TEXT PASSAGE:
# # # # # # #

In one case, the project is suing South African Airways on behalf of an HIV-positive client who was denied a job due to the company's policy of mandatory HIV testing as a condition of employment for cabin attendants. The law project also has several civil medical malpractice suits heading to court in the coming months. One sues a doctor over the physician's failure to gain a patient's consent prior to testing, then withholding the results. In another case, blood was taken from a patient for one purpose and then screened without permission for HIV. Similarly, three other cases challenge the South African military's policy of mandatory testing prior to service.
The Law Project also plays a watchdog role on public policy issues, seeking stronger antidiscrimination language in landmark labor and health reforms. ''Parliament is just not up to scratch on these issues,'' Heywood said.
Insurance poses a special challenge. A 1988 law made it legal for companies to deny coverage to HIV-positive workers. As a result, the insurance industry now administers more tests than the medical community, Heywood said, and does so without providing for pre- and post-test counseling.
The insurance question is critical in South Africa because banks require life coverage for anyone seeking a mortgage. Heywood and his lawyers have been lobbying banks to change that policy, and have sought ways around it in negotiated deals between their clients and individual bankers.
The Law Project's highest-profile concern, however, is the killing of a Durban woman who admitted in public that she had HIV. Gugu Dlamini was fatally assaulted last November on the evening after she revealed her status. Four men were eventually arrested for the attack, but prosecutors dropped the charges in August, saying they lacked sufficient evidence to prosecute.
The Law Project has scrutinized the case throughout, and at one point pressured the provincial prosecutor in Kwa-Zulu/Natal to appoint new investigators. When the charges were dropped, Heywood circulated a scathing letter across the Internet, attacking other AIDS advocacy groups for neglecting the case.
''Put cynically,'' he wrote, ''Gugu has served her purpose. Her name has probably been used in numerous funding proposals - and that's it. Gugu was as dispensable as the thousands of other avoidable and premature deaths that take place every month, because poor marginalized black people can't afford treatments and their agonies are too easily overlooked.''
Partly because of the Law Project's work, Dlamini's case has not died completely. It was recently raised again in debate before Parliament's justice committee, and the deputy prosecutor in Kwa-Zulu/Natal, Gey van Pittius, has ordered a formal inquest for later this year, at which Heywood's team will be able to cross-examine witnesses.
''If anyone doubts that stigma is as alive and powerful as it was 15 years ago, they need only remember what happened to Gugu Dlamini, and what happens every day to millions of people living with HIV,'' said Peter Piot, executive director of UNAIDS, at an AIDS conference in Zambia last month. ''We too often forget that stigma remains our most significant challenge in AIDS.''
This story ran on page A20 of the Boston Globe on 10/12/99.

# # # # # # #

EXCERPTED RECORDS:
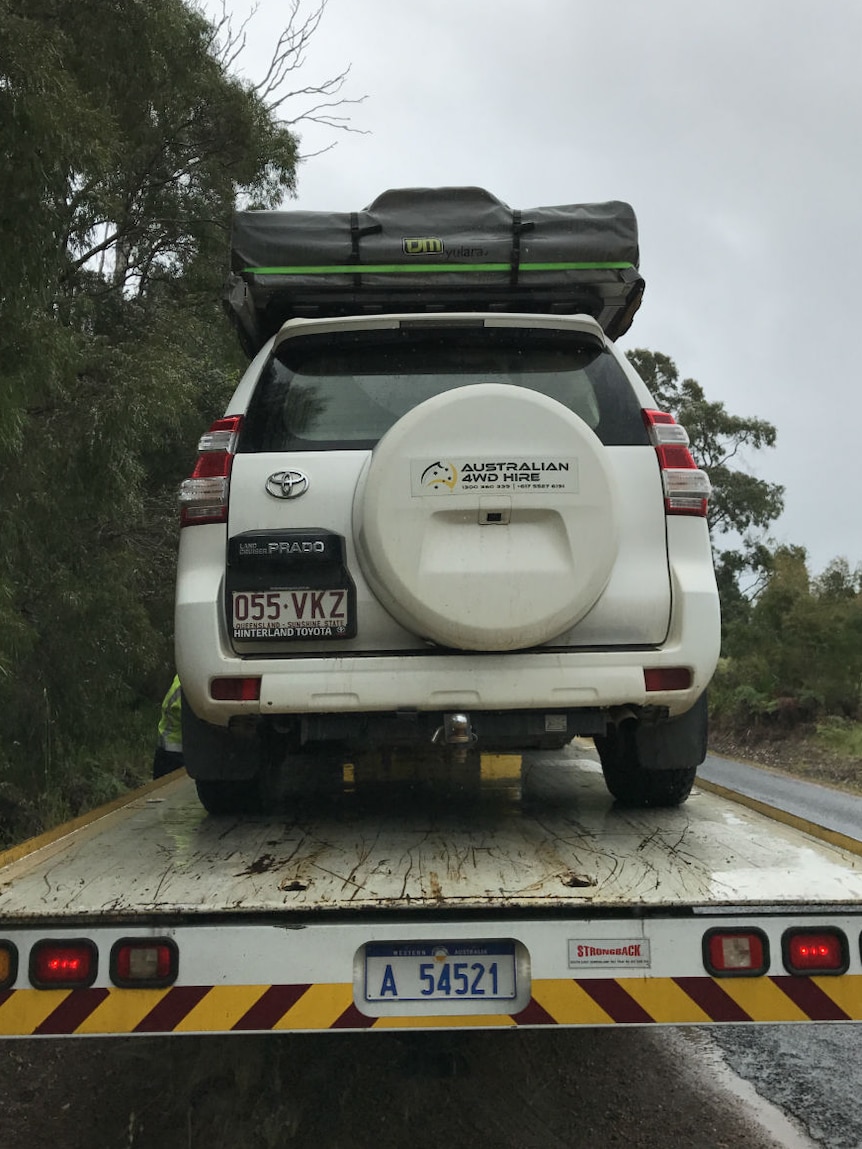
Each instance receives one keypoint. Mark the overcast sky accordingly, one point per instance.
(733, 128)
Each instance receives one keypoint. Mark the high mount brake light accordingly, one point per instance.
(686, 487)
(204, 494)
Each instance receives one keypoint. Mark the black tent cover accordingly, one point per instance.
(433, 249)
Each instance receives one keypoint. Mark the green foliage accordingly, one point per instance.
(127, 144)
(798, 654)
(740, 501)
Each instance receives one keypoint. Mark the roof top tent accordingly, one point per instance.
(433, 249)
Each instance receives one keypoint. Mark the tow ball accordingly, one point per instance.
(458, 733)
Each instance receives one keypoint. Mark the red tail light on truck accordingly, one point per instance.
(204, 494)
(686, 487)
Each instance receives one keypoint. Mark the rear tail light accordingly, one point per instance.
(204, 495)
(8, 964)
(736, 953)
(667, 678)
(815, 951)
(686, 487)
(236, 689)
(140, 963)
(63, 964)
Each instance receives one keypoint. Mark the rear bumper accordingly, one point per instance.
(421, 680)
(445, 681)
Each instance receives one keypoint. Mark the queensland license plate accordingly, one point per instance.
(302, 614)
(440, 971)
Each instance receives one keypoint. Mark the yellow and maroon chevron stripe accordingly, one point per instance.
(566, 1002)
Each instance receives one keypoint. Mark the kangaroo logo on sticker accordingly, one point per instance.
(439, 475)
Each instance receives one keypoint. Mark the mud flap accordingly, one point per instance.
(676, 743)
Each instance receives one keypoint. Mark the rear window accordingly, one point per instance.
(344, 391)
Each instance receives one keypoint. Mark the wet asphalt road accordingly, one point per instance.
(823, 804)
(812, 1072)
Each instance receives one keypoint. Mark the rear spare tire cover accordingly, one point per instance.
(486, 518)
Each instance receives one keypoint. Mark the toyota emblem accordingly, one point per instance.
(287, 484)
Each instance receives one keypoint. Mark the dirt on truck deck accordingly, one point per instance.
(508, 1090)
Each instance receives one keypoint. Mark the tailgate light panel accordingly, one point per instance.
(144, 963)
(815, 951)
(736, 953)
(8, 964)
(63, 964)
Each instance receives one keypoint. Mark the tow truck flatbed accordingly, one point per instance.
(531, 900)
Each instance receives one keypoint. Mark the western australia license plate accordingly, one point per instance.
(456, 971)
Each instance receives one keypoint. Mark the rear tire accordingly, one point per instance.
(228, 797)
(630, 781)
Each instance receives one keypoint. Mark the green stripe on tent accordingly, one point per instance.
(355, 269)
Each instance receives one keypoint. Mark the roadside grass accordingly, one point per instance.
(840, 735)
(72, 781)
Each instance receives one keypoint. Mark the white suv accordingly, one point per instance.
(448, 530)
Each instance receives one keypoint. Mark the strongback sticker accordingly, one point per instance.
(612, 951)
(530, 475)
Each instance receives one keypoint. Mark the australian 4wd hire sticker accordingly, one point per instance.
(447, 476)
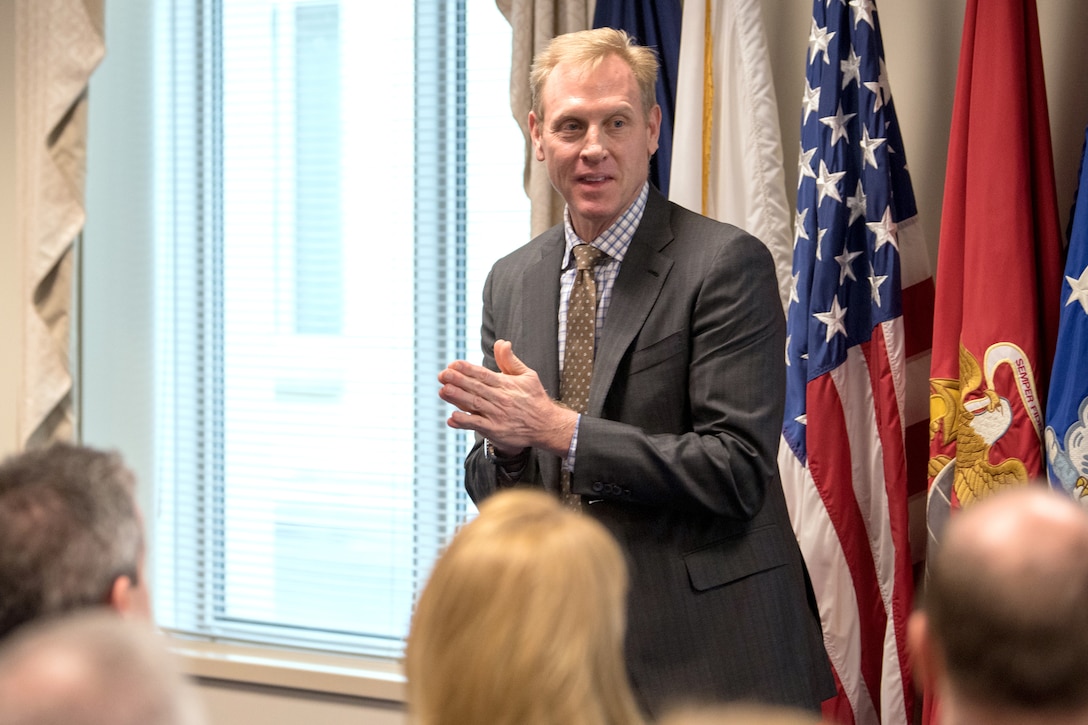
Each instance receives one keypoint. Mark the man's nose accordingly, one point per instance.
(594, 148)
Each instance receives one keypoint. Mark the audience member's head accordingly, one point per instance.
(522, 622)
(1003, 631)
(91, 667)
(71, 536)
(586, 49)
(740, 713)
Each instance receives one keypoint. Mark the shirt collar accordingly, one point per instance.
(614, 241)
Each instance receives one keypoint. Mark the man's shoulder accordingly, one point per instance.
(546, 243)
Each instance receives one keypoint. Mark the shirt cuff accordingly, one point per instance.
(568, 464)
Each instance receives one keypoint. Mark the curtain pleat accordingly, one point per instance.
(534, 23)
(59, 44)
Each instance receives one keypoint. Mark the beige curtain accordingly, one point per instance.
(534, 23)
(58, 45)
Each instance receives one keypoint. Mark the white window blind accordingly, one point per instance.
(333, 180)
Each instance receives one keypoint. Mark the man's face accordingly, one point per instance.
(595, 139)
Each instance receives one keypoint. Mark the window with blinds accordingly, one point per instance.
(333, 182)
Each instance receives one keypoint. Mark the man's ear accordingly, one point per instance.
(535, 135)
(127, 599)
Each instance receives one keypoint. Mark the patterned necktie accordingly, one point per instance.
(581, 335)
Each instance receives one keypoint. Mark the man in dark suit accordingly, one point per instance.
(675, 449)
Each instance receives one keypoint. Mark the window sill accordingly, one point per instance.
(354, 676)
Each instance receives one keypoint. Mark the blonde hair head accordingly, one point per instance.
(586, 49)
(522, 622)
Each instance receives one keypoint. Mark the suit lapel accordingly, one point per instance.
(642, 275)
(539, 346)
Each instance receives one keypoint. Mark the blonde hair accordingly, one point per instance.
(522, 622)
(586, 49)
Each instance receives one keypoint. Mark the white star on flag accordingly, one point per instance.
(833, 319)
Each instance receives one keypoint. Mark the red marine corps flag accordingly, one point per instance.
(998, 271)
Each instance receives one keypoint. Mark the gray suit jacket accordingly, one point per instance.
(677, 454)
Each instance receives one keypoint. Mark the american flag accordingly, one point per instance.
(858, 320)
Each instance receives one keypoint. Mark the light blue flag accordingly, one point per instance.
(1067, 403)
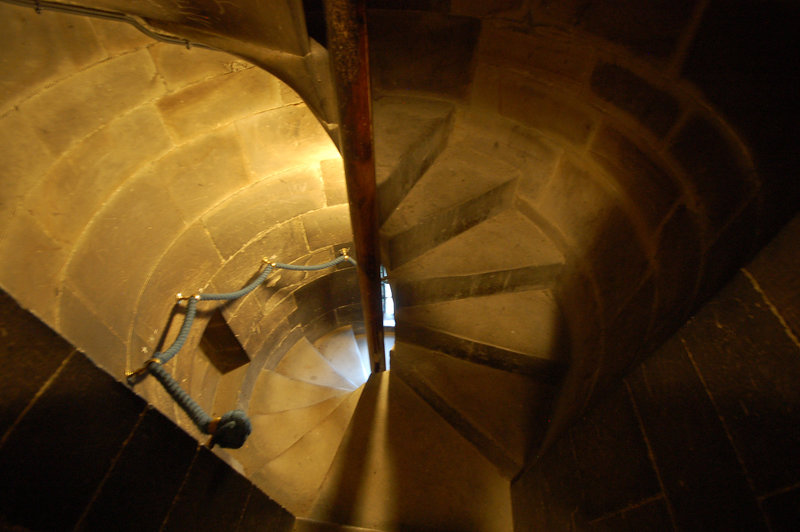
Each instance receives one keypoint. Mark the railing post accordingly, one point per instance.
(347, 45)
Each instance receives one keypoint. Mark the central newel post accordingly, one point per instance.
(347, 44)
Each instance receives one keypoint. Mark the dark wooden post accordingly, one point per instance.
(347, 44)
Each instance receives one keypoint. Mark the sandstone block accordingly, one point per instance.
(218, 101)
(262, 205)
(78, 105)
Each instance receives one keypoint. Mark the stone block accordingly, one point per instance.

# # # # # # #

List every person named in the article on the Law Project's HIV work. Nothing in the records is needed for this work.

FINISHED EXERCISE:
Heywood
Gugu Dlamini
Gey van Pittius
Peter Piot